#### WORK TO DO:
Output every line in the records below as a numbered list, starting with the line that contains "Task: Where can the stack" and going on through the end of the records, with both ends included and blank lines left out.

#### DATASET RECORDS:
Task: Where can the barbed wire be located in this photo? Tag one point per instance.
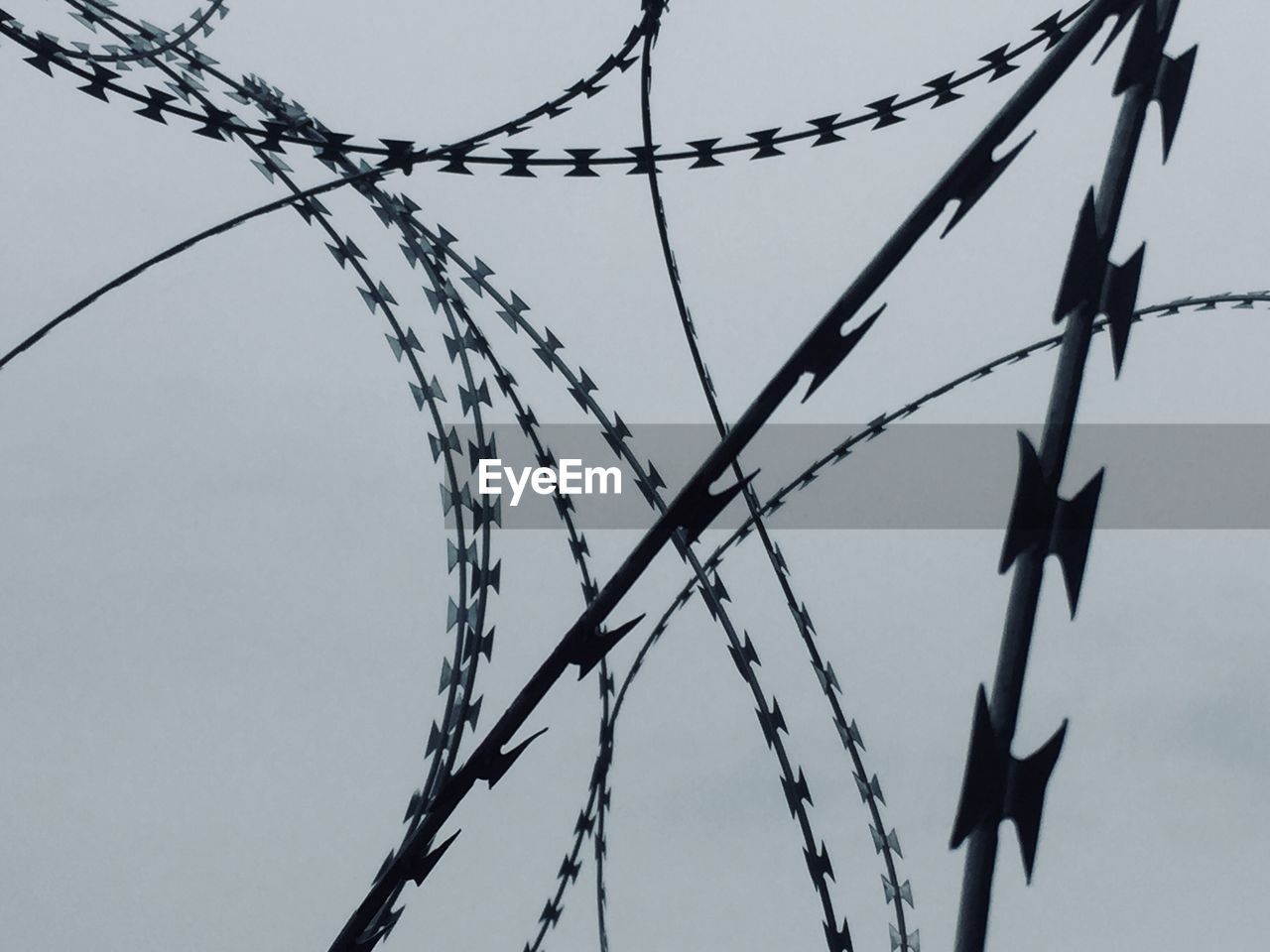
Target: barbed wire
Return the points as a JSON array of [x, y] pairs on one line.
[[997, 785]]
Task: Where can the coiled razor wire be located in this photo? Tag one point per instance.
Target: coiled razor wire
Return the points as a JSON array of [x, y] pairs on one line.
[[1091, 285], [456, 714]]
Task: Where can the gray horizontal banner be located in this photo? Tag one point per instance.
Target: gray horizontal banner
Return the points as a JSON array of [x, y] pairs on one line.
[[873, 476]]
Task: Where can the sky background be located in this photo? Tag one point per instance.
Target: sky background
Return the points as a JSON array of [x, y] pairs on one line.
[[222, 584]]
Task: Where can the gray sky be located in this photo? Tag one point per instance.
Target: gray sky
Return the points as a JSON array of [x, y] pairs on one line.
[[222, 580]]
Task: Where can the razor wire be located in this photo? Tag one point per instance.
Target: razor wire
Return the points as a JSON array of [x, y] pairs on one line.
[[1039, 526], [271, 102]]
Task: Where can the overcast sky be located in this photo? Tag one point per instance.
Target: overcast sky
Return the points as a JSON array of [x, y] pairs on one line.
[[222, 565]]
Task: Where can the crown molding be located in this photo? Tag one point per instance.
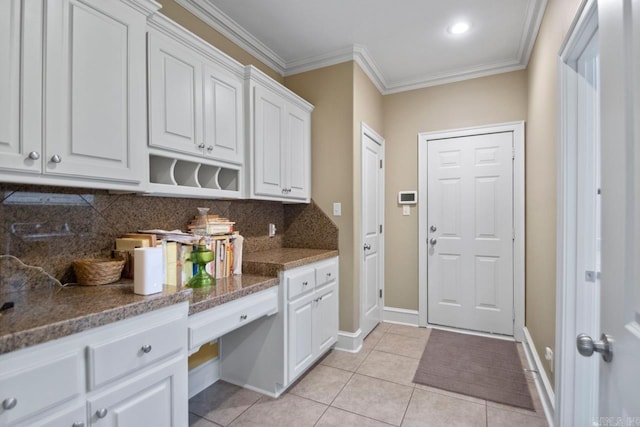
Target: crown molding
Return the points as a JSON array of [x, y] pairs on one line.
[[454, 76], [218, 20], [229, 28]]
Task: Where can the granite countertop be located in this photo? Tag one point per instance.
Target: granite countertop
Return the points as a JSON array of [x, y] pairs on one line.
[[46, 312], [228, 289], [271, 262]]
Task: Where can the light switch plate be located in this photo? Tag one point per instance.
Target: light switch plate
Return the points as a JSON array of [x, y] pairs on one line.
[[337, 209]]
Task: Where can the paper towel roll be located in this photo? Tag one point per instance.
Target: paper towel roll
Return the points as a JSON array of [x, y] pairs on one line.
[[237, 254], [148, 271]]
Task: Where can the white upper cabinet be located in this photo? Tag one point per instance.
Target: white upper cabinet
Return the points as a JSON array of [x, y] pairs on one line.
[[279, 127], [94, 90], [20, 50], [74, 106], [175, 96], [195, 96]]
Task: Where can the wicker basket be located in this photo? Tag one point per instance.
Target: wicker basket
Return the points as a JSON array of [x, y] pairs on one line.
[[98, 271]]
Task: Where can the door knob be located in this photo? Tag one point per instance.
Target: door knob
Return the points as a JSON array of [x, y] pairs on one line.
[[586, 346]]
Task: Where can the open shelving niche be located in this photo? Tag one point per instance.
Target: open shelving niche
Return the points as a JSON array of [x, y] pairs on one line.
[[188, 177]]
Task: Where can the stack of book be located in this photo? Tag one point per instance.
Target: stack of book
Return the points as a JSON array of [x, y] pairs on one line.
[[214, 225], [177, 248]]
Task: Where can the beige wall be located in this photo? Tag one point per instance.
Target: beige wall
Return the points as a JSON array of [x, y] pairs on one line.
[[494, 99], [541, 152], [331, 91], [185, 18]]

#### CORRECT RESULT:
1. Task: Where can the stack of book be located in this photo? Tag one point per instance.
2. Target: stack of book
3. Return the points as a JSON array of [x, y] pairs on one line.
4. [[214, 225], [177, 248]]
5. Task: Where can the beige wall be located in this photo? Tag one point per instance.
6. Target: beige wall
7. Return the points as a JSON array of [x, y] pairs on one line.
8. [[494, 99], [541, 152], [331, 91], [185, 18]]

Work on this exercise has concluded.